**** Supplied information

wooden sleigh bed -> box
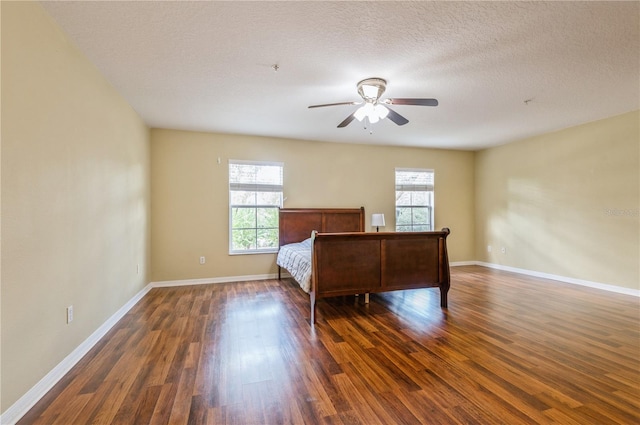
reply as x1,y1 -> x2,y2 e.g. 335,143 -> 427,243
277,208 -> 450,323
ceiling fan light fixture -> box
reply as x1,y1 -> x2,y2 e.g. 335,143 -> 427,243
373,103 -> 389,120
362,84 -> 379,99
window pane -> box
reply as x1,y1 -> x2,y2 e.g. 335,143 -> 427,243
256,192 -> 282,206
258,229 -> 278,248
396,208 -> 411,226
411,192 -> 429,205
229,161 -> 284,253
396,191 -> 411,205
413,207 -> 429,225
231,208 -> 256,229
229,190 -> 256,205
232,229 -> 256,250
257,208 -> 278,229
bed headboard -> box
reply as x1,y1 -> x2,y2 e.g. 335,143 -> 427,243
279,207 -> 364,246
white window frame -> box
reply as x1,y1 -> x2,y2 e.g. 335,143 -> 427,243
228,159 -> 284,255
394,168 -> 435,232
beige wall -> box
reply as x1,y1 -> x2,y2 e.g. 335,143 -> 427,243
151,129 -> 475,282
0,1 -> 149,412
475,111 -> 640,289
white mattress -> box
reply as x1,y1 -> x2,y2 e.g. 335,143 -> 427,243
276,238 -> 311,293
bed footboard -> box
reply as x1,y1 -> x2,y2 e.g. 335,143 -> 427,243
310,228 -> 450,323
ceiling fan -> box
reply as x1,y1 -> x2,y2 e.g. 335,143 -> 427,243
309,78 -> 438,128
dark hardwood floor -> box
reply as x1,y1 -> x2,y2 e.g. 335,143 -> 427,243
19,266 -> 640,425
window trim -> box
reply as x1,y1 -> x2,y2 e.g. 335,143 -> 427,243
227,159 -> 284,255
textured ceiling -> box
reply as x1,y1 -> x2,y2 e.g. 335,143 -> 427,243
43,1 -> 640,150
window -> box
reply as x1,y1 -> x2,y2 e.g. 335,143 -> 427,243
229,161 -> 283,254
396,168 -> 434,232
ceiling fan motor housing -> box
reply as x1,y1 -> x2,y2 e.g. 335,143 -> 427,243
358,78 -> 387,103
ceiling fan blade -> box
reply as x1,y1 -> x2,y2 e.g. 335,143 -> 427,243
384,98 -> 438,106
387,107 -> 409,125
308,102 -> 360,108
338,112 -> 356,128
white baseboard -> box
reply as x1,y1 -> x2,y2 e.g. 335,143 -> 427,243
473,261 -> 640,297
449,261 -> 478,267
0,261 -> 640,425
149,273 -> 284,288
0,285 -> 152,425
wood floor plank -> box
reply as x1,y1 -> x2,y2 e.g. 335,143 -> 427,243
19,266 -> 640,425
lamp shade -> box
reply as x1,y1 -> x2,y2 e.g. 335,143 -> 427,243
371,214 -> 384,227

********

> **What you need to do**
Retype the lines of the listing, starting with the line that contains "window pane -> box" and going on through the line that contains "396,168 -> 434,232".

> **Reply to the task**
window pane -> box
reply as x1,y1 -> x2,y2 e.g. 335,143 -> 427,243
256,192 -> 282,206
258,229 -> 278,248
396,208 -> 411,226
411,192 -> 429,205
229,161 -> 284,253
396,191 -> 411,205
413,207 -> 429,225
231,208 -> 256,229
229,190 -> 256,205
232,229 -> 256,250
257,208 -> 278,229
bed headboard -> box
reply as x1,y1 -> x2,y2 e.g. 335,143 -> 427,243
279,207 -> 364,246
white window frame -> box
reply as x1,y1 -> x2,y2 e.g. 335,143 -> 427,243
228,159 -> 284,255
394,168 -> 435,232
beige wall -> box
reply as x1,y1 -> x2,y2 e.g. 335,143 -> 427,243
151,129 -> 475,282
0,1 -> 149,412
475,111 -> 640,289
white mattress -> box
reply as x1,y1 -> x2,y2 e.g. 335,143 -> 427,243
276,238 -> 311,293
bed footboard -> box
reply as x1,y1 -> x2,y2 e.g. 335,143 -> 427,243
310,228 -> 450,323
ceiling fan -> box
reply as x1,y1 -> x2,y2 e.g. 335,143 -> 427,243
309,78 -> 438,128
dark hardwood floor -> box
reply as x1,y1 -> x2,y2 e.g. 335,143 -> 427,243
19,266 -> 640,425
window trim -> box
reply as x1,y1 -> x2,y2 e.g. 335,143 -> 427,243
227,159 -> 284,255
textured ceiling -> box
reply as x1,y1 -> x2,y2 e.g. 335,143 -> 427,243
43,1 -> 640,150
window -> box
reply as x1,y1 -> x2,y2 e.g. 335,143 -> 427,243
229,161 -> 283,254
396,168 -> 434,232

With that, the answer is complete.